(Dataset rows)
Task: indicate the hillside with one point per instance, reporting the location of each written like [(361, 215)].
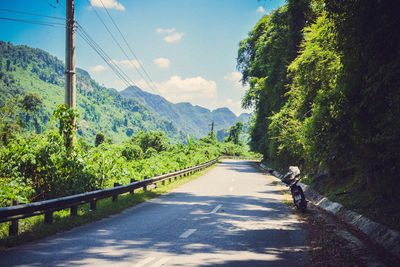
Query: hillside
[(24, 69), (188, 118)]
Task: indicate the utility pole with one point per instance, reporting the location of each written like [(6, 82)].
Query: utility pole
[(70, 76), (212, 128)]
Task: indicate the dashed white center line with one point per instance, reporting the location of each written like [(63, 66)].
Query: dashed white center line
[(187, 233), (144, 262), (216, 209), (160, 262)]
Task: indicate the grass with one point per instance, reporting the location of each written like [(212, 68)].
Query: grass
[(353, 196), (349, 192), (326, 248), (34, 228)]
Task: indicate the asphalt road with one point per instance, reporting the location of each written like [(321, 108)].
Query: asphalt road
[(231, 216)]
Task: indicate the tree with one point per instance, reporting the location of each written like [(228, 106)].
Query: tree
[(234, 132)]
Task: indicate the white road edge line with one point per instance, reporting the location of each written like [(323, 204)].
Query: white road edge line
[(216, 209), (144, 262), (160, 262), (187, 233)]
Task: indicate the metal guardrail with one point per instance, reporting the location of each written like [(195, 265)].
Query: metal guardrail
[(241, 158), (47, 207)]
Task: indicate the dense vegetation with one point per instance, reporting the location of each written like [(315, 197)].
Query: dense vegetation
[(191, 119), (116, 139), (43, 166), (324, 84), (27, 70)]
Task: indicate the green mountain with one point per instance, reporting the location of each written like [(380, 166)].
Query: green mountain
[(195, 120), (24, 69)]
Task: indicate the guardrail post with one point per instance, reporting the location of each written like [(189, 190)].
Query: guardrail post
[(155, 184), (145, 187), (13, 228), (163, 181), (48, 217), (115, 197), (133, 190), (74, 210)]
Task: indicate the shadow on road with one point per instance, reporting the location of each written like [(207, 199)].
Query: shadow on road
[(257, 227)]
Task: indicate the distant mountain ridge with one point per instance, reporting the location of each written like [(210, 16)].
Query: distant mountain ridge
[(188, 118)]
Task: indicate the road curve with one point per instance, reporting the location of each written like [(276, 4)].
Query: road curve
[(232, 216)]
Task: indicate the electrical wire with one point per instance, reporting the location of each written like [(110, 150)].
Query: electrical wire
[(130, 61), (153, 87), (43, 23), (28, 13), (107, 59)]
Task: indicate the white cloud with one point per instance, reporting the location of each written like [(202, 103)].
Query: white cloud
[(161, 31), (162, 62), (175, 37), (234, 77), (112, 4), (172, 35), (129, 64), (97, 68), (193, 89), (260, 9)]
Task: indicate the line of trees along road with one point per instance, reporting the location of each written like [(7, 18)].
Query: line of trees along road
[(324, 84)]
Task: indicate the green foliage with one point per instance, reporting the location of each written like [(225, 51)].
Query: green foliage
[(330, 98), (234, 132), (67, 120), (38, 162), (156, 140), (132, 152), (25, 70)]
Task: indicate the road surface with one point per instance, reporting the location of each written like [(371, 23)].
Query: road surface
[(232, 216)]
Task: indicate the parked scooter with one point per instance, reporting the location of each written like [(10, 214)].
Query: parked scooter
[(290, 179)]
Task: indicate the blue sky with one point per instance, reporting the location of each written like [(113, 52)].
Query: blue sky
[(188, 47)]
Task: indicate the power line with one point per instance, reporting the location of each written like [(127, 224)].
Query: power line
[(28, 13), (43, 23), (152, 86), (118, 44), (107, 59)]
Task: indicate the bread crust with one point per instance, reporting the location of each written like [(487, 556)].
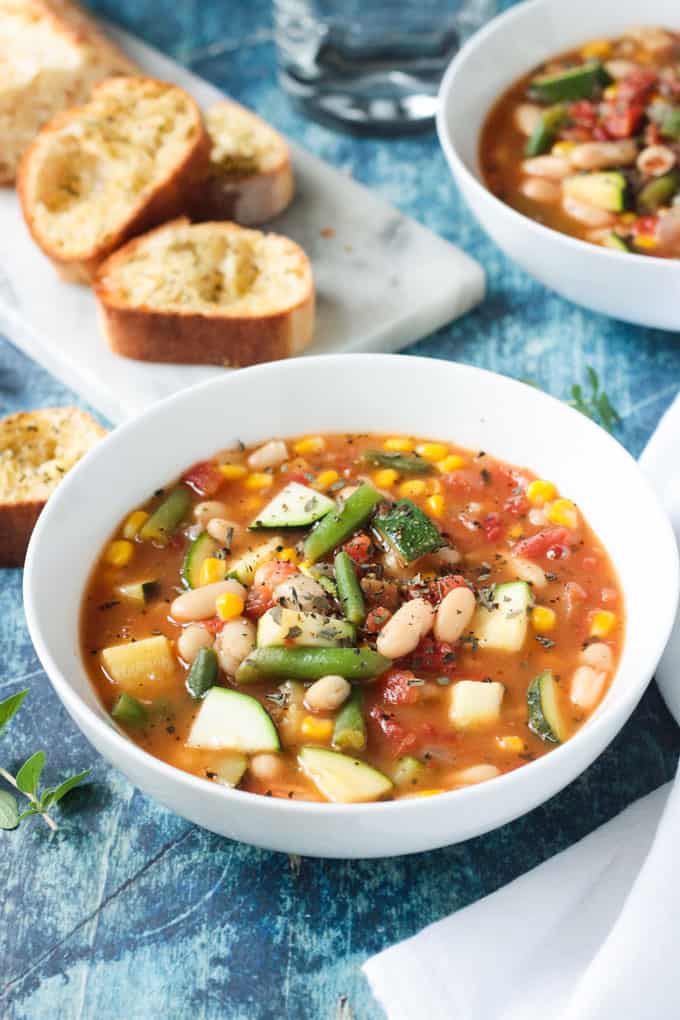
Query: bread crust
[(206, 338), (168, 199)]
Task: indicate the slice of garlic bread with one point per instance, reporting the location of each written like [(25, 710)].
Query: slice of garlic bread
[(101, 173), (51, 54), (207, 294), (37, 449), (251, 179)]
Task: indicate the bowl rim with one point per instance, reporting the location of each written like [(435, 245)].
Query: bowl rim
[(476, 42), (110, 736)]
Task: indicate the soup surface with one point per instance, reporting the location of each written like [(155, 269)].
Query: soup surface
[(352, 618), (589, 142)]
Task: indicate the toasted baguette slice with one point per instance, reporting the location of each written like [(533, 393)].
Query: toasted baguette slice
[(51, 54), (251, 177), (37, 448), (99, 174), (212, 294)]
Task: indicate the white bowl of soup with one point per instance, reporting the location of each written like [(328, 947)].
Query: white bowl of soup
[(353, 606), (615, 253)]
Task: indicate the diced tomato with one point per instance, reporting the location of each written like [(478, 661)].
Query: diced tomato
[(376, 619), (359, 548), (397, 687), (204, 477), (492, 525), (537, 546)]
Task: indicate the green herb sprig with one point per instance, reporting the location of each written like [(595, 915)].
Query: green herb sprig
[(27, 780), (596, 404)]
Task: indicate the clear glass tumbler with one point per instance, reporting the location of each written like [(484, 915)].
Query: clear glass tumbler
[(371, 65)]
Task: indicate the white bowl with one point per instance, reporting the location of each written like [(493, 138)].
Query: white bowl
[(638, 289), (379, 393)]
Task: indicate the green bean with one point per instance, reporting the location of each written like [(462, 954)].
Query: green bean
[(349, 589), (338, 524), (165, 518), (312, 663), (350, 728), (404, 463), (203, 673)]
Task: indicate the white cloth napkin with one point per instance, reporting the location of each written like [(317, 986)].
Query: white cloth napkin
[(592, 933)]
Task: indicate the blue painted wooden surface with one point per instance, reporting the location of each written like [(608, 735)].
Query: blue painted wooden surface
[(131, 912)]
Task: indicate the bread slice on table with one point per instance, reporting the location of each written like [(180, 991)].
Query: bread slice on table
[(51, 54), (213, 294), (37, 449), (101, 173), (251, 176)]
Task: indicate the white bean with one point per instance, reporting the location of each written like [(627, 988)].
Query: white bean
[(203, 512), (270, 455), (588, 214), (526, 117), (233, 643), (192, 640), (301, 593), (586, 686), (540, 190), (403, 632), (656, 160), (327, 694), (199, 604), (597, 155), (528, 571), (555, 167), (598, 655), (454, 614)]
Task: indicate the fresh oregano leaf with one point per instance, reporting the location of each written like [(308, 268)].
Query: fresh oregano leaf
[(9, 815), (10, 706), (28, 776)]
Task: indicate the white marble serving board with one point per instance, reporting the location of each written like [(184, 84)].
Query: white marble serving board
[(382, 281)]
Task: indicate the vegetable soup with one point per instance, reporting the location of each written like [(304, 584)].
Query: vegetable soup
[(353, 617), (589, 143)]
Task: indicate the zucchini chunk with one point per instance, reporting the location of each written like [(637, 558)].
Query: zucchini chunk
[(544, 716), (605, 190), (408, 530), (296, 506), (148, 663), (475, 704), (288, 626), (504, 627), (343, 779), (200, 550), (232, 721)]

### Task statement
Rewrite all of the records above, changing every "one point per instance" to "a single point per instance" and leaving everything else as it is. Omit the pictures from your version.

### Correct answer
Task: indicate the hillside with a single point per instance, reporting the location of each written like [(361, 215)].
Query: hillside
[(24, 69), (188, 118)]
Task: indicate the utility pole with a single point per instance, reporting the location of each written like [(6, 82)].
Query: utility pole
[(70, 76), (212, 128)]
Task: indicate the dashed white center line with a single point per instance, reporting the location of each written like [(63, 66)].
Query: dashed white center line
[(187, 233), (144, 262), (216, 209), (160, 262)]
Task: indicate the grass with a single point per instance, reporting the location of each written like [(212, 68)].
Query: grass
[(353, 196), (349, 192), (326, 248), (34, 228)]
Task: indicate the asphalt road with a single point per instance, reporting the location of each written like [(321, 108)].
Query: asphalt road
[(231, 216)]
Task: indicate the tree with a single point per instance, reporting the location of each written like [(228, 106)].
Query: tree
[(234, 132)]
Task: indicate the white road edge line with a single point per instance, reporting the location of each written like [(323, 204)].
Query: white road edge line
[(216, 209), (144, 262), (160, 262), (187, 233)]
Task: indicate the metal guardrail with a single point per instance, reporting the location of each written like [(195, 265)].
Query: metal guardrail
[(241, 158), (47, 207)]
Task: indicate the dense vegetation with a single point per instance, reporting the location of each written like [(315, 197)].
Query: dense vegetation
[(191, 119), (116, 139), (43, 166), (324, 84), (27, 70)]
Task: indicate the green mountain with a single point per instance, reporting the location of each written like [(380, 166)].
Query: green mountain
[(195, 120), (24, 69)]
Task: indicate the guardrail post with a single point per instance, reporting the location of each written like [(189, 190)].
Query: guardrail post
[(155, 184), (145, 187), (13, 228), (163, 181), (48, 217), (115, 197), (133, 190), (74, 210)]
Task: indicate the shadow on road with a single point per instance, reporting the location of each written like [(207, 199)].
Query: shadow on road
[(257, 227)]
Task: indicate the distant mountain ridge with a single point per instance, reporting the location of each written like [(210, 16)].
Query: distant mountain ridge
[(188, 118)]
Task: indicate the road curve with a single point per instance, reporting the location of each written like [(276, 4)].
Query: road curve
[(232, 216)]
Task: indicate the electrical wire with a single point per instance, reporting the location of each written like [(110, 150)].
Query: electrical wire
[(130, 61), (153, 87), (43, 23), (28, 13), (107, 59)]
Task: indicate the white cloud with a single point per instance, reporting the location of each written like [(202, 103)].
Query: white cloud
[(161, 31), (162, 62), (175, 37), (234, 77), (112, 4), (172, 35), (129, 64), (97, 68), (193, 89), (260, 9)]
Task: indicate the line of trees along road with a single point per instance, reporting the location of each written like [(7, 18)].
Query: line of trees along road
[(324, 84)]
Task: indicate the green foliage with a single point per instance, reporting the location of each written like [(225, 51)].
Query: green foliage
[(330, 98), (234, 132), (67, 120), (38, 162), (156, 140), (132, 152), (25, 70)]
Task: indicate the road surface with a single point per instance, reporting the location of each written like [(371, 23)].
Query: road surface
[(232, 216)]
Task: indicate the parked scooter with a single point per instance, reporting the location of each written like [(10, 214)].
Query: parked scooter
[(290, 179)]
Task: indicate the blue sky with a single point per instance, reporting the location of each written like [(113, 52)].
Query: blue sky
[(188, 47)]
Task: indicate the power line with a single point per instance, reporting the location of each written like [(127, 224)].
Query: power line
[(28, 13), (43, 23), (152, 86), (118, 44), (107, 59)]
Task: indicate the bread crust with a single point per instance, reporting the location of each written like [(487, 556)].
Query: bread crust
[(206, 338), (168, 199)]
Task: indicate the slice of garlic bread with a single point per instance, reporting the location of each written like [(25, 710)].
Query: slice of garlic bread
[(101, 173), (51, 54), (207, 294), (37, 449), (251, 179)]
Task: indicate the bowl rim with a single point per instance, reporting the location of each written like [(435, 245)].
Query: bowl rim
[(476, 42), (110, 736)]
Task: indicate the soup surface with a single point per instance, reporting the location of each written like [(155, 269)].
Query: soup surface
[(352, 618), (589, 142)]
Task: indicate the toasted baguette slice with a single point per instance, reporting the location of each written like [(533, 393)].
Query: toasted baguette slice
[(51, 54), (251, 177), (37, 448), (99, 174), (212, 294)]
Task: indicate the white bowl of soup with a single point per instance, reporting the location of each written like [(328, 947)].
Query: white bowl of soup
[(353, 606), (615, 253)]
Task: indicate the diced tomato with a single point per instance, reporting the location of each written like [(478, 661)].
Query: diced tomato
[(376, 619), (359, 548), (397, 687), (204, 477), (492, 525), (537, 546)]
Task: indicate the green herb sprig with a single point per instance, reporting the location of each written like [(595, 915)].
Query: green herb sprig
[(27, 780), (596, 404)]
Task: indicate the clear glass tumbler with a single point per instance, reporting the location of each written like [(484, 915)].
Query: clear glass tumbler
[(371, 65)]
Task: indicate the white bowl with a single point per instance, reporting the location of each written like [(493, 138)].
Query: white bowl
[(638, 289), (379, 393)]
Task: indicate the green bean with a single point per instance, reporting the location of each written like [(462, 954)].
Query: green bean
[(349, 589), (338, 524), (165, 518), (312, 663), (350, 728), (404, 463), (203, 673)]
Task: indicate the white cloth napkin with a single point per instance, reporting the location of each written like [(317, 986)].
Query: white cloth napkin
[(592, 933)]
Task: indicate the blue painted wooden surface with a single point per instance, reporting the location of each written like [(608, 735)].
Query: blue painted wooden surface
[(131, 912)]
Task: indicate the bread slice on table with a single point per instance, reporting the location of each written like [(180, 991)].
Query: bread slice on table
[(51, 54), (213, 294), (37, 449), (101, 173), (251, 176)]
Task: indicate the white bean with a single point per instance, reporting the location of each written like [(627, 988)].
Query: white bean
[(203, 512), (270, 455), (588, 214), (526, 117), (233, 643), (192, 640), (301, 593), (586, 686), (540, 190), (403, 632), (656, 160), (327, 694), (199, 604), (597, 155), (528, 571), (555, 167), (598, 655), (454, 614)]
Task: indicate the fresh oregano leaf with a single point per instance, reporting the location of each written like [(308, 268)].
Query: fresh oregano leaf
[(9, 815), (10, 706), (28, 776)]
Task: indicate the white marble serving board with a single point per instance, reporting the location of each written like [(184, 84)].
Query: white marble serving board
[(382, 281)]
Task: indicate the vegetable soup with a single point per instance, reporting the location of each written like [(304, 584)].
Query: vegetable soup
[(353, 617), (589, 143)]
Task: indicate the zucchini chunk with a single point per instance, reporting the location of each written like [(637, 558)].
Query: zucchini chunk
[(544, 716), (605, 190), (408, 530), (296, 506), (148, 663), (475, 704), (288, 626), (504, 627), (343, 779), (200, 550), (232, 721)]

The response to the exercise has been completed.